§ Given instruction: Place the lines below into a Markdown table with the columns No. and Line, numbering each row and omitting blank lines.

(Extracted records)
**********

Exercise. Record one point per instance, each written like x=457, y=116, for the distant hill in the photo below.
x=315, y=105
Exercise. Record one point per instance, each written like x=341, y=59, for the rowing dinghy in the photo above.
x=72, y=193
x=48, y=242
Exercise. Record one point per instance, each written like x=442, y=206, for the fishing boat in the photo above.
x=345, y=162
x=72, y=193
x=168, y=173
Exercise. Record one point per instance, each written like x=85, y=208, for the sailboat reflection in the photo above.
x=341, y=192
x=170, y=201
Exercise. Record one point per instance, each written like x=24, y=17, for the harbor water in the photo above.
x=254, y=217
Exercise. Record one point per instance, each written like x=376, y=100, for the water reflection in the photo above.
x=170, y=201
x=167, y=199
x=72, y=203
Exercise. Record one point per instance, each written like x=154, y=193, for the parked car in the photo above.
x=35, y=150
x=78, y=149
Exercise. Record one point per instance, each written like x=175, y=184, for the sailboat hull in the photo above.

**********

§ Answer to this exercise:
| No. | Line |
|---|---|
| 1 | Exercise. Record one point per instance, each written like x=457, y=116, for the distant hill in the photo below. |
| 2 | x=315, y=105 |
| 3 | Exercise. Record one point per instance, each written like x=341, y=59, for the rowing dinghy in the photo above. |
| 4 | x=72, y=193 |
| 5 | x=48, y=242 |
| 6 | Exercise. Record one point per instance, each written like x=442, y=206, for the fishing boat in the photo above. |
| 7 | x=345, y=162 |
| 8 | x=72, y=193 |
| 9 | x=168, y=173 |
| 10 | Exercise. Record one point per instance, each written like x=85, y=208, for the sailboat reflection in the photo above. |
| 11 | x=341, y=192 |
| 12 | x=170, y=201 |
| 13 | Exercise. Record one point per instance, each written like x=24, y=17, for the harbor water in the photo above. |
| 14 | x=254, y=217 |
| 15 | Exercise. Record one point per instance, each written like x=376, y=100, for the water reflection in the photo above. |
| 16 | x=170, y=201 |
| 17 | x=167, y=199 |
| 18 | x=72, y=203 |
| 19 | Exercise. Record one point per instance, each written like x=154, y=193, for the parked car in the photo above. |
| 20 | x=35, y=150 |
| 21 | x=78, y=149 |
| 22 | Exercise. Record one point per instance, each written like x=175, y=184, for the sailboat hull in the photo above. |